**Exercise input:**
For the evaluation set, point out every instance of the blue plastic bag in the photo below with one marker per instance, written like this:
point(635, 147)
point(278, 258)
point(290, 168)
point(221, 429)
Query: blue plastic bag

**Given instruction:**
Please copy every one of the rows above line for line, with no changes.

**Output of the exercise:**
For the evaluation set, point out every instance of the blue plastic bag in the photo below with one marker per instance, written like this:
point(635, 147)
point(278, 258)
point(290, 168)
point(221, 429)
Query: blue plastic bag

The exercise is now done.